**Exercise description**
From the line containing "like [(391, 255)]" through the last line of the data, both ends included, write out every line exactly; omit the pictures.

Start of Block

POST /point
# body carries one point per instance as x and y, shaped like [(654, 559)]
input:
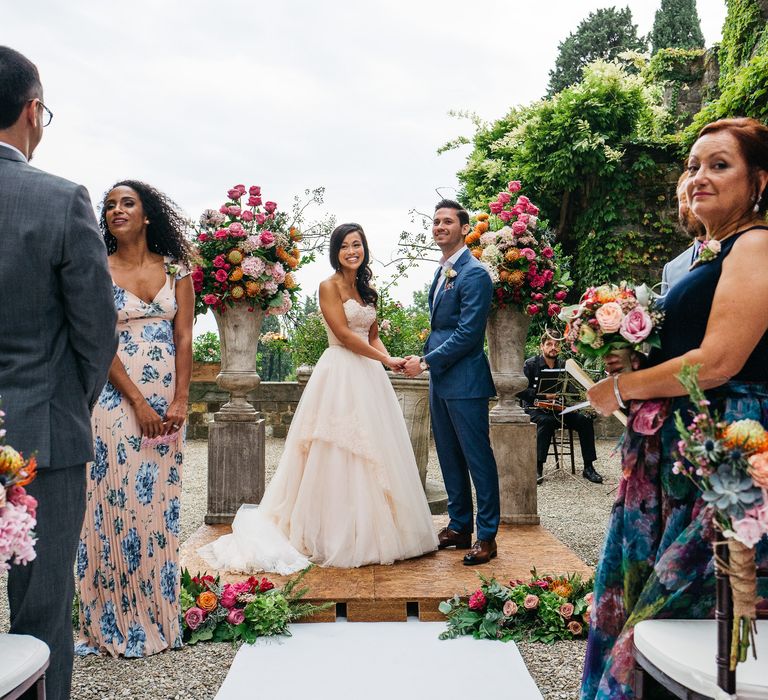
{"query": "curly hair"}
[(363, 279), (165, 231)]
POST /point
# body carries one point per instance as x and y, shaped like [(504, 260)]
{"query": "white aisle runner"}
[(377, 661)]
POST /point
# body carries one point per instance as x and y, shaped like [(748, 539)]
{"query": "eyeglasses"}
[(47, 114)]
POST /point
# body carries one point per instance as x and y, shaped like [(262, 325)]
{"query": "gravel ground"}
[(573, 509)]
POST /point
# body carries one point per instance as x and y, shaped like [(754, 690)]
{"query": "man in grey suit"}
[(677, 267), (57, 340)]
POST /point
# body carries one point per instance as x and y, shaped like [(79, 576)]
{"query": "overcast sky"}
[(196, 96)]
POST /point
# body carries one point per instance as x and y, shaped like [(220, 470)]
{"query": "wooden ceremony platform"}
[(415, 586)]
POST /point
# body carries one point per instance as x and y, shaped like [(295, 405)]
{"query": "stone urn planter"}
[(239, 336), (205, 371), (506, 332)]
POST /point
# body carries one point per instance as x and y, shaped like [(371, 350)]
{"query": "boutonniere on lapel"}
[(708, 252)]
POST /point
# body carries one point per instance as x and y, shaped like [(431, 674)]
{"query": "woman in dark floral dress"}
[(657, 558), (127, 565)]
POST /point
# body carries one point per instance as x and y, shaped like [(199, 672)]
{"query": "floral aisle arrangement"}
[(519, 259), (728, 463), (247, 253), (17, 508), (544, 609), (240, 611), (612, 318)]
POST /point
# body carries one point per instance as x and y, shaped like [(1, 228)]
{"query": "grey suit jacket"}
[(57, 314), (675, 269)]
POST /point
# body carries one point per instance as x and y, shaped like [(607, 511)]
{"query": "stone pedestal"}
[(235, 466), (513, 436)]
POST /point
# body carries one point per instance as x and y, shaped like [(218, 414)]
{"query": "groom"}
[(460, 386)]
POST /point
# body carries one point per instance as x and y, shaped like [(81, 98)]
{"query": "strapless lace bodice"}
[(359, 319)]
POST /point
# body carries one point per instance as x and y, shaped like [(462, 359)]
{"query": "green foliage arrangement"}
[(206, 348), (676, 25), (544, 609), (604, 34)]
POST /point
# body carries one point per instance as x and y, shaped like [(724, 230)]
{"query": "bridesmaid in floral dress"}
[(127, 564)]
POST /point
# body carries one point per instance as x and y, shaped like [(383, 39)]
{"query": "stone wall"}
[(277, 401)]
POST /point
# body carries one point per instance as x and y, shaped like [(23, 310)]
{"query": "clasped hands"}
[(410, 366)]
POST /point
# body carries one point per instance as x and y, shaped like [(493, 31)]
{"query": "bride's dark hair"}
[(362, 282)]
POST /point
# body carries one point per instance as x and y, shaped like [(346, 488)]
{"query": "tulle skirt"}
[(347, 490)]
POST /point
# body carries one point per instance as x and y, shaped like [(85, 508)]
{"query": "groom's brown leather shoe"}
[(481, 553), (450, 538)]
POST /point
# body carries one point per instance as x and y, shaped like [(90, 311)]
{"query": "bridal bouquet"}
[(543, 609), (247, 253), (728, 462), (520, 260), (17, 507), (612, 318), (244, 610)]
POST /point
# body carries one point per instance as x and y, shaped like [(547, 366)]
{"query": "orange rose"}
[(207, 601)]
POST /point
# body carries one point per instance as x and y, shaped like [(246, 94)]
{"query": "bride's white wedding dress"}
[(347, 490)]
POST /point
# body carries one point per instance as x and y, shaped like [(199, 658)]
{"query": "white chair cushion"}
[(686, 650), (22, 656)]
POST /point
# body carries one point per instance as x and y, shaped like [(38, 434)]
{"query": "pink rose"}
[(194, 617), (609, 316), (236, 616), (636, 326), (575, 628), (531, 602), (510, 608), (477, 601)]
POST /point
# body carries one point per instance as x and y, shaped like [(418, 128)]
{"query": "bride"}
[(347, 490)]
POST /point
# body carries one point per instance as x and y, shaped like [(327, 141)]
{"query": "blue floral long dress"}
[(127, 562), (657, 558)]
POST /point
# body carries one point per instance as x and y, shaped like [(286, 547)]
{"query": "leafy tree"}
[(604, 34), (677, 26)]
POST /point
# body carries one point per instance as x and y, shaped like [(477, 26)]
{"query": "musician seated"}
[(544, 409)]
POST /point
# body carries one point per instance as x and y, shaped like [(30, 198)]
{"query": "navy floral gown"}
[(127, 564), (657, 558)]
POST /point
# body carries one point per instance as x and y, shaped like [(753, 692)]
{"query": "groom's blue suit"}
[(460, 386)]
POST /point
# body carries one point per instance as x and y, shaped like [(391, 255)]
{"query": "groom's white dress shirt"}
[(446, 265)]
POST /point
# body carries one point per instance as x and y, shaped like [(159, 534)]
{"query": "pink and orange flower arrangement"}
[(247, 254), (728, 463), (543, 609), (248, 609), (18, 509), (520, 259), (610, 318)]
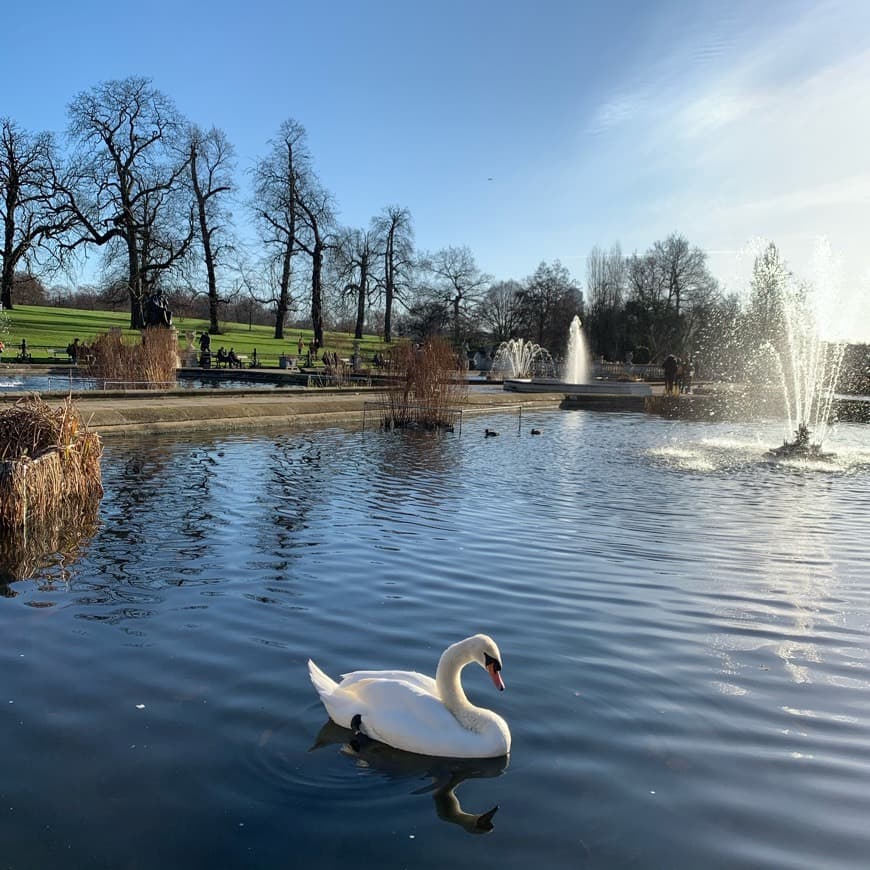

End of Block

**Task solution**
# body carries one point per instance as x and y, shaped like [(391, 255)]
{"query": "groom's white dress shirt"}
[(446, 265)]
POST /point
# body carries one point per instance as x and y, shaped like [(159, 534)]
{"query": "pink and orange flower arrangement"}
[(247, 254), (728, 463), (543, 609), (248, 609), (18, 509), (520, 259), (610, 318)]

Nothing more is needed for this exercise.